Stated goal | Put every one of the following entries into a two-column CSV with the columns "entry_text" and "answer" and one row per entry. Each field must be quoted, with any line breaks replaced by spaces, and the images must be left out.

Records for processing |
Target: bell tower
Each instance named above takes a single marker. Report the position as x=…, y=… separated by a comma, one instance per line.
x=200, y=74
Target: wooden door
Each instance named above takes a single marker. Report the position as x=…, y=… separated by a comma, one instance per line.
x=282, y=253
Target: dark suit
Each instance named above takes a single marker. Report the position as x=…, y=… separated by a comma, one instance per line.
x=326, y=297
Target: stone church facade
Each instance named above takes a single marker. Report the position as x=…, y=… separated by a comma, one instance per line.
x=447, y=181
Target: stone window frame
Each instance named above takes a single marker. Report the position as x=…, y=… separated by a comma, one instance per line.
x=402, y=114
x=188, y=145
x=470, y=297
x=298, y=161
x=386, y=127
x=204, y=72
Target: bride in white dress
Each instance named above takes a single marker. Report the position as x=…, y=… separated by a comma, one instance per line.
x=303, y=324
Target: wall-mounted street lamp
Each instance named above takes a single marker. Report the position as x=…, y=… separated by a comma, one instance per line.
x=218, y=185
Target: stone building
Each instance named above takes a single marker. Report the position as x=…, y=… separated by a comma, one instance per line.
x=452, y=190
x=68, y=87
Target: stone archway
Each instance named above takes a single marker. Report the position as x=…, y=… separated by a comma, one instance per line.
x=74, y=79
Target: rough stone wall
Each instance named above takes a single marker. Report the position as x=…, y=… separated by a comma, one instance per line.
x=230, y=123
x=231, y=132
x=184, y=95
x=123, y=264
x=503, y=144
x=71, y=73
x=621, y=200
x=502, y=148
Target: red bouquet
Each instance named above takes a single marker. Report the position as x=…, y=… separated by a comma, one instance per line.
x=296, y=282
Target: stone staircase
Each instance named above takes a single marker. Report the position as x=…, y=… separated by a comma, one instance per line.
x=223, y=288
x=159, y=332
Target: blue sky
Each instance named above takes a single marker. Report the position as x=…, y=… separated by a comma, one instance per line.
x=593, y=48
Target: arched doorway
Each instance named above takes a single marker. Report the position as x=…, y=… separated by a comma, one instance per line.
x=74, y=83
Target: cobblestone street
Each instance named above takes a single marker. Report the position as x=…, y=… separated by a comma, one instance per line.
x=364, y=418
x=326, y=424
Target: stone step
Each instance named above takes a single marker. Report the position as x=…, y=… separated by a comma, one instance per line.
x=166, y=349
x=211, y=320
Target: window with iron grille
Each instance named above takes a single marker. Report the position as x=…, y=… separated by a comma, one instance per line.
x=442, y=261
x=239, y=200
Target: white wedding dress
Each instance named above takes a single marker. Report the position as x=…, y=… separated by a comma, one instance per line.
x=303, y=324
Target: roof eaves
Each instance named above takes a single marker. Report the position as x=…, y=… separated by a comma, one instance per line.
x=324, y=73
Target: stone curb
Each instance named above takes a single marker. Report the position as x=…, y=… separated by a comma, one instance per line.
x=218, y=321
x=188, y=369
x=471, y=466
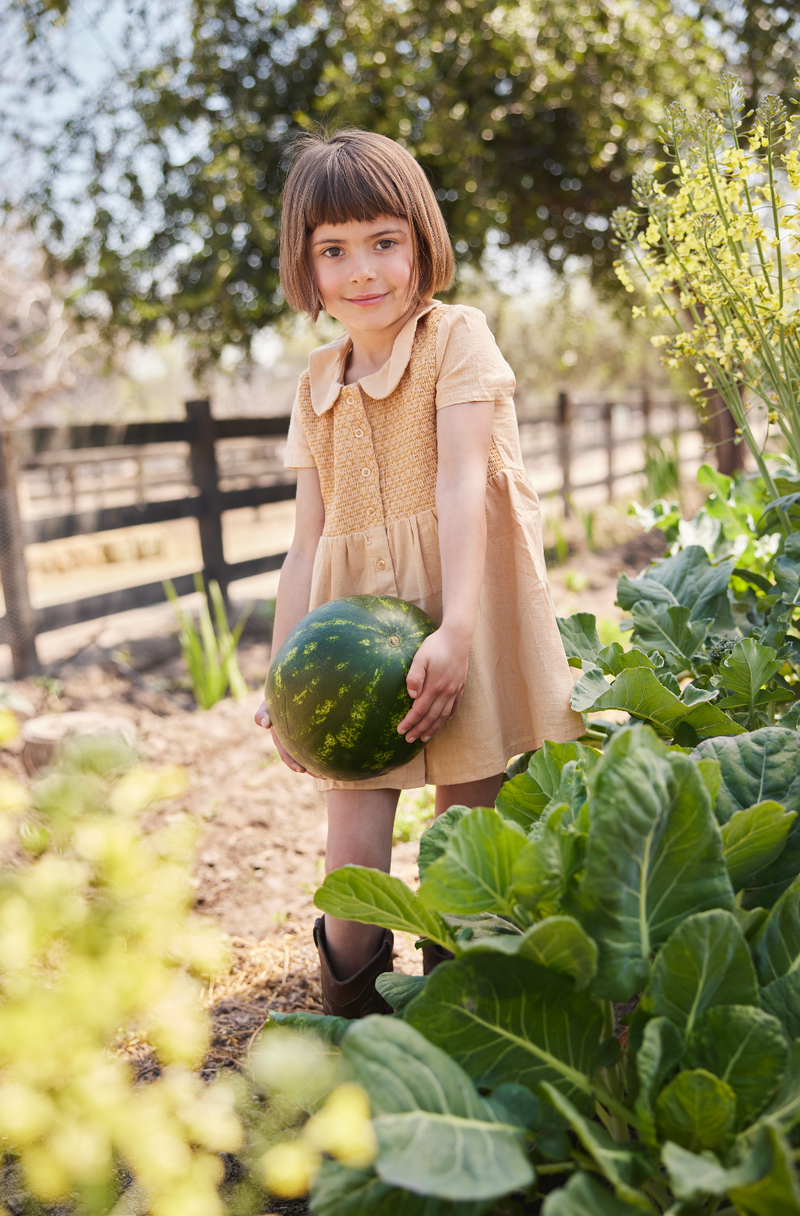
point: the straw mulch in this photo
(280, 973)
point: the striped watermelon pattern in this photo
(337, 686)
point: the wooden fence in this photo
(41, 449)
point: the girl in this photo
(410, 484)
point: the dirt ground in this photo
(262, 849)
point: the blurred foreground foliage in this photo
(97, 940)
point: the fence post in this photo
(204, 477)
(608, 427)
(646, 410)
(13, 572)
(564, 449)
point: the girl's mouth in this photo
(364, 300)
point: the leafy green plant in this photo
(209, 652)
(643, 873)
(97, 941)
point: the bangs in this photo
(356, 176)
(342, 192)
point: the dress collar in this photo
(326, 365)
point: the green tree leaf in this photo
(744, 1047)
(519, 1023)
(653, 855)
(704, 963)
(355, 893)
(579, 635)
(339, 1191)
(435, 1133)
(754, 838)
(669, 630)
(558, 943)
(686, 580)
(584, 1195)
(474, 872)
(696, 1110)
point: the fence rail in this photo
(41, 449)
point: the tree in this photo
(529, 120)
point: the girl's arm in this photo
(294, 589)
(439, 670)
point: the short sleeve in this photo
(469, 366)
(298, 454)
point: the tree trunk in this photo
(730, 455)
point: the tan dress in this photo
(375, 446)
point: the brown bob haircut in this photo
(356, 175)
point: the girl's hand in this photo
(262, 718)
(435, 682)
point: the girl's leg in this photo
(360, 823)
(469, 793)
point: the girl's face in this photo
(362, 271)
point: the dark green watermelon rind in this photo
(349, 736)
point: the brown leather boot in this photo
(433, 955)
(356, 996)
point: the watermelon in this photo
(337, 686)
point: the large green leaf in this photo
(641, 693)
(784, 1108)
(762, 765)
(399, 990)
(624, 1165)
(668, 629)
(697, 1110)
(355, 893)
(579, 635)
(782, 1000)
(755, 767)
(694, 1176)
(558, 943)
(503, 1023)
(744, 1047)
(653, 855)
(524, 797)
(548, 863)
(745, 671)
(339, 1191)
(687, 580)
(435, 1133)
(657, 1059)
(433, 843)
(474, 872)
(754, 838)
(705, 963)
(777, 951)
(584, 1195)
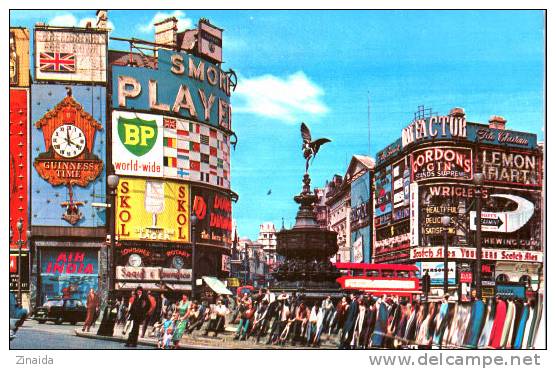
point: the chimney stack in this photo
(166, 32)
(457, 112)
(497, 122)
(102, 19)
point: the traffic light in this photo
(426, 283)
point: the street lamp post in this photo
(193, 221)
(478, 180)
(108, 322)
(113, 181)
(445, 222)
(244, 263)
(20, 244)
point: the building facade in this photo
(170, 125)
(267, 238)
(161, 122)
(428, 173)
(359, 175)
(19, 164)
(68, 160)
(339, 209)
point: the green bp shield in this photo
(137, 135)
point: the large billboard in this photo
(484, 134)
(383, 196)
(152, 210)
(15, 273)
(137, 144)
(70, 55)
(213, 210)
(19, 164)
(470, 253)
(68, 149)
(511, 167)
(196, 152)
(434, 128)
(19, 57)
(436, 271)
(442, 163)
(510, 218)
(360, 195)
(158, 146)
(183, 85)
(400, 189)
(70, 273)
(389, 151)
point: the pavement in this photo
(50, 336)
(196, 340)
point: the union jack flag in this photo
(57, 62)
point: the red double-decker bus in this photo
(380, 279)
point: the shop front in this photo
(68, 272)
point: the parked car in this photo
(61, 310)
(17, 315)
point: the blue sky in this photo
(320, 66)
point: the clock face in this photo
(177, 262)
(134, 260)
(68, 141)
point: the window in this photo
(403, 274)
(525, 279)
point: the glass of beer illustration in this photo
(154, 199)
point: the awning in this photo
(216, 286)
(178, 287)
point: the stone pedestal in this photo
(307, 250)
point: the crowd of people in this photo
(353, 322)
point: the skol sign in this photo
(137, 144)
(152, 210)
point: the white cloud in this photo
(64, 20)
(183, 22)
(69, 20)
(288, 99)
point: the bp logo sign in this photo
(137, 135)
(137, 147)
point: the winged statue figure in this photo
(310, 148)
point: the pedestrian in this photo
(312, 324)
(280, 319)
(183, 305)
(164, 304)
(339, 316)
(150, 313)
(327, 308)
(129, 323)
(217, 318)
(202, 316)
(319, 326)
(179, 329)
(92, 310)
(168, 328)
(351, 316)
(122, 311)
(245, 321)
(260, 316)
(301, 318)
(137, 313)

Solved exercise |
entry_text,answer
"Target: bell tower Each instance named above takes a single marker. Report the position as x=…, y=… separated by a comma, one instance per line.","x=200, y=74"
"Target: wooden door Each instance named above takes a single marker. Report the position as x=…, y=… separated by a comma, one instance per line.","x=282, y=253"
"Target: dark suit Each instance named above takes a single marker. Report the position as x=…, y=… separated by a comma, one instance per line.","x=326, y=297"
"Target: stone church facade Each instance named above takes a single marker. Report the position as x=…, y=… separated by a comma, one instance per line.","x=447, y=181"
"Target: stone window frame Each instance named above takes a single marker. Report the position as x=…, y=… separated by a comma, one instance per line.","x=402, y=114 x=188, y=145 x=470, y=297 x=298, y=161 x=386, y=127 x=204, y=72"
"Target: bride in white dress Each instance named above takes a single marker. Report the position as x=…, y=… separated by a comma, one instance per line.","x=303, y=324"
"Target: wall-mounted street lamp Each instance named above takes a single marker. Report the position as x=…, y=… separated by a comma, one instance per line.","x=218, y=185"
"Target: stone building Each instance named above takes a single marker. Report the position as x=…, y=… separated by a comma, one instance per line.","x=452, y=190 x=68, y=87"
"Target: stone archway Each instance named above takes a single marker. Report the position as x=…, y=… separated by a comma, one instance per line.","x=74, y=79"
"Target: rough stone wall Each instance named above takes a single marker. Report the position as x=…, y=… separated by a comma, one instance per line.","x=230, y=123 x=231, y=132 x=184, y=95 x=123, y=264 x=503, y=144 x=71, y=73 x=621, y=200 x=502, y=148"
"Target: red bouquet Each instance named above takes a single marker. Report the position as x=…, y=… separated by a comma, one instance per line.","x=296, y=282"
"Target: stone staircase Each instance named above takes a single marker. Report the position as x=…, y=… separated by a comma, one instance per line.","x=223, y=288 x=159, y=332"
"Target: blue sky Each instance named above takes a single marker. Report the position as x=…, y=… separated by a comma, one instance per line.","x=593, y=48"
"Target: arched doorway Each instance named above takes a single marker. Report the position as x=…, y=… separated by a comma, one instance per line.","x=74, y=83"
"Target: cobblestone street Each instance named above takes a single marker. Report the position as x=…, y=… separated by a comma, one instance per line.","x=364, y=418 x=326, y=424"
"Target: stone step Each instance named above takes a single marker. Report the position as x=…, y=… separated by a comma, one instance per line.","x=166, y=349 x=211, y=320"
"Target: window with iron grille Each instance named above takes a single marker. Report the position as x=…, y=… separated by a comma, one instance per line.","x=442, y=261 x=239, y=200"
"Target: white wedding dress Each instance named above takes a single marker. Report the position as x=…, y=… separated by a comma, one instance per line.","x=303, y=324"
"Target: roof eaves Each instance named above takes a single marker. Report the position as x=…, y=… separated by a comma, one instance per line.","x=324, y=73"
"Target: stone curb Each instance named above takes a single marker. Report the position as x=…, y=… separated by a comma, one instance per line.","x=218, y=321 x=188, y=369 x=471, y=466"
"point: the straw mulch in this photo","(280, 973)"
"point: the striped watermelon pattern in this photo","(337, 686)"
"point: the wooden fence in this photo","(41, 449)"
"point: the girl in this photo","(410, 484)"
"point: the dirt ground in this photo","(262, 849)"
"point: the blurred foreground foliage in this photo","(97, 940)"
"point: the fence post in this photo","(204, 477) (608, 427) (646, 410) (13, 572) (564, 449)"
"point: the girl's mouth in this photo","(364, 300)"
"point: the leafy green plant in this photo","(209, 652) (643, 873) (97, 941)"
"point: the bangs in this photo","(356, 176) (342, 192)"
"point: the dress collar in this photo","(326, 365)"
"point: the green tree leaf in this photo","(744, 1047) (519, 1023) (653, 855) (704, 963) (355, 893) (579, 635) (339, 1191) (435, 1133) (754, 838) (669, 630) (558, 943) (686, 580) (584, 1195) (474, 872) (696, 1110)"
"point: the fence rail in this photo","(41, 449)"
"point: the tree in this photo","(529, 120)"
"point: the girl's arm in this photo","(294, 589) (439, 670)"
"point: the short sleeve in this photo","(469, 366) (298, 454)"
"point: the tree trunk in this photo","(730, 455)"
"point: the tan dress in this photo","(375, 446)"
"point: the brown bob haircut in this photo","(356, 175)"
"point: the girl's hand in this photo","(262, 718) (435, 682)"
"point: the girl's leg in this photo","(360, 823) (469, 793)"
"point: the girl's face in this photo","(362, 271)"
"point: the dark green watermelon rind in this photo","(349, 736)"
"point: the brown leather boot in this photo","(433, 955) (356, 996)"
"point: the watermelon in this photo","(337, 686)"
"point: the large green leaf in this photo","(641, 693) (784, 1108) (762, 765) (399, 990) (624, 1165) (668, 629) (697, 1110) (355, 893) (579, 635) (782, 1000) (755, 767) (694, 1176) (558, 943) (503, 1023) (744, 1047) (653, 855) (524, 797) (548, 863) (745, 671) (339, 1191) (687, 580) (435, 1133) (657, 1059) (433, 843) (474, 872) (754, 838) (705, 963) (777, 951) (584, 1195)"
"point: the chimney stack in this photo","(166, 32) (457, 112) (497, 122) (102, 19)"
"point: the traffic light in this photo","(426, 283)"
"point: the street lamp post in this photo","(193, 221) (478, 180) (108, 322) (113, 181) (445, 222) (244, 263) (20, 244)"
"point: the building facade in this photo","(170, 125) (267, 238) (161, 122) (428, 173) (359, 175) (19, 164) (68, 160) (339, 209)"
"point: the green bp shield in this photo","(137, 135)"
"point: the large billboard in this photo","(484, 134) (383, 196) (152, 210) (15, 273) (137, 144) (70, 55) (213, 210) (19, 164) (470, 253) (68, 149) (511, 167) (196, 152) (434, 128) (19, 57) (436, 271) (442, 163) (510, 218) (360, 195) (158, 146) (183, 85) (400, 189) (70, 273) (389, 151)"
"point: the pavement in this photo","(50, 336) (196, 340)"
"point: the union jack flag in this photo","(57, 62)"
"point: the red double-decker bus in this photo","(380, 279)"
"point: the shop front in this photo","(68, 272)"
"point: the parked car in this photo","(61, 310) (17, 315)"
"point: the blue sky in this photo","(320, 66)"
"point: the clock face in this photo","(177, 262) (134, 260) (68, 141)"
"point: the window in this photo","(403, 274) (525, 279)"
"point: the glass of beer illustration in this photo","(154, 199)"
"point: the awning in this photo","(216, 286) (178, 287)"
"point: the stone pedestal in this photo","(307, 250)"
"point: the crowd of people in this photo","(353, 322)"
"point: the skol sign in this photo","(137, 144) (152, 210)"
"point: the white cloud in this photo","(64, 20) (183, 22) (69, 20) (288, 99)"
"point: the bp logo sign in this photo","(137, 135) (137, 147)"
"point: the winged statue figure in this photo","(310, 148)"
"point: the pedestrian in this photo","(312, 324) (280, 319) (183, 305) (164, 304) (339, 316) (150, 313) (327, 308) (129, 323) (217, 318) (202, 316) (319, 326) (179, 329) (92, 310) (168, 328) (351, 316) (122, 311) (245, 321) (260, 316) (301, 318) (137, 313)"